High schools hurt teenagers

Moleskine Project: illness & recovery #13 by PHOTO/arts Magazine is licensed under CC BY 2.0. Open book next to “fear” and “depression”. Zooming in, the words “AMERICA IN PERIL” are clear.

“Moleskine Project: illness & recovery #13” by PHOTO/arts Magazine is licensed under CC BY 2.0. Open book next to “fear” and “depression”. Zooming in, the words “AMERICA IN PERIL” are clear.

Kacy Mull, Ranger Review Reporter

With modern technology, teenagers are able to communicate more than ever. This communication has caused us to come to one conclusion: school sucks. It’s not just the, ‘I don’t like to do homework’ or ‘I don’t like waking up early.’ It’s the effect that the school has on our mental health. In our generation, poor mental health is one of the most common things. It unites us with jokes about our depression or anxiety or lack of self-confidence. However, we use that as a coping mechanism. We truly are suffering and school isn’t doing much to help. 

From crippling expectations to poor sleep schedules, school impacts teen lives in so many ways. It’s the main thing that determines our mental state. 

I was talking to Mr. Swanson and he told me when he was in high school, he was easy-going,relaxed, and didn’t try too hard but now he would not be able to get into college with his high school GPA. He said he couldn’t imagine having to live up to the expectations that modern day teenagers have. 

Times have changed. People can no longer get through life with a highschool diploma and never receive a higher level of education. College is now essentially required to become a productive member of society. This also means that colleges have raised their expectations. In order to meet all of these requirements, we stockpile AP and Honors classes,clubs and athletics until we are drowning in work. The stress of it all cripples us but anxiety often is the only motivator to even try to get all of this work done.

Image-grounded pointing data:
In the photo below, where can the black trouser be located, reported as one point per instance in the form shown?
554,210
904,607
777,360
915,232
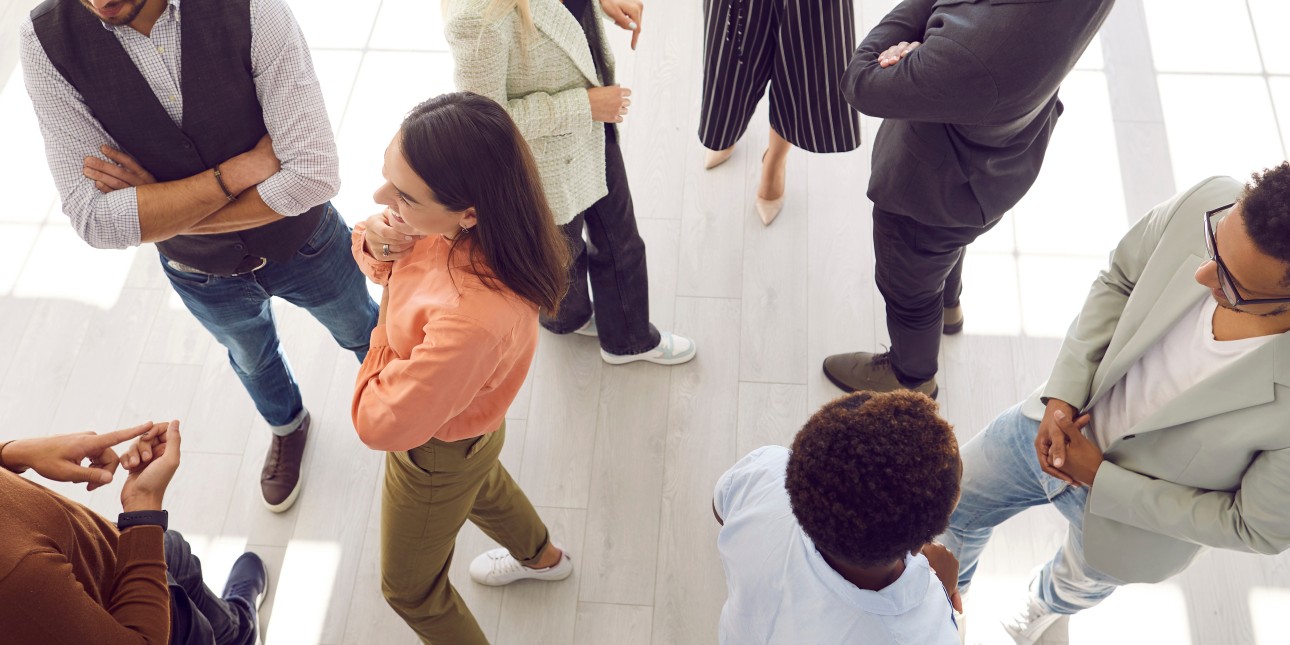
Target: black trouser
614,259
919,271
801,49
198,615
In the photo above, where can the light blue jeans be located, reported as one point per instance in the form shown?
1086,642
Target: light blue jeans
1001,479
321,279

_EXERCISE 1_
Answer these questions from the high school article:
(a) What do teenagers use their jokes about depression, anxiety or lack of self-confidence as?
(b) What did Mr. Swanson say he would not be able to do now with his high school GPA?
(c) What do students stockpile to meet college requirements?
_EXERCISE 2_
Write the next part of the high school article, continuing after its last sentence.

_TASK OUTPUT 1_
(a) A coping mechanism.
(b) Get into college.
(c) AP and Honors classes, clubs and athletics.

_TASK OUTPUT 2_
I struggle with both anxiety and severe depression, I’m one of the few who are medicated at this school. Personally, my anxiety usually overrides my depression and makes me do my work, but I don’t put my full effort into it. I can’t because I am constantly drained. I don’t even have a big workload, I can’t imagine how people who take four AP classes and have after school sports feel while also being a part of some club that meets at 7 AM. 

On the topic of workload, what is with the constant excuse faculty love to use, “you would have more work than now if this was a normal year”? They’re missing the main point of that sentence. It’s not a normal year and there are very slim chances of things ever going back to normal after, if ever, the pandemic ends.

I had a friend call me sobbing about how she is struggling with school work on top of her hobby, which she is going to have a career in. That’s her priority because she has a future there, not in Statistics or Forensic Science. 

In her words, as she wishes to remain anonymous, she feels as though, “the administration would rather I kill myself and have A’s and then have to send out an unsympathetic, insensitive message to everyone about how I was an honors student.” 

“Moleskine Project: illness & recovery #14” by PHOTO/arts Magazine is licensed under CC BY 2.0. Patient psych ward schedule next to books that say “depression” and “anxiety” in reference to the struggling teenagers of the American public school system.

This highlights the big problem with the American school system as a whole, it puts too much pressure on students to be good at every single subject when, realistically, some students are more history and english inclined than math and science inclined. That’s why there’s an offer of alternatives to Precalculus and Chemistry are for, but the added work of science and math classes are unnecessary for someone who has figured out what they are good at, what they want to do, and have already taken the basic classes required for typical life skills. 

I for one, can read history textbooks for hours on end because that is what I find fun and interesting, but sit me in a Chemistry class and I will be on the brink of tears trying to figure out what Sig Figs are and how to use them. 

What if we worked on honing students skills in high school (or at least after sophomore year) rather than trying to cram the expectation for mastery of all skills down their throats? The French are right, we should already be working on what we want to do in the future during high school. 

Overhead I can already see the storm of, “it’s the state, it’s the government, we can’t do anything about it.” Well that’s the faculty, and even some students, wanting everything to remain the same because they don’t want to deal with the mess it would create. 

It is a large culture change that we need to enact before teenage suicide rates go up because the world is progressing and if we remain in the mindset of “my parents did it therefore I can do it” or the vice versa “I did it therefore you can do it” we will all fall behind in an abyss of depression and agony for our collective failure to adapt.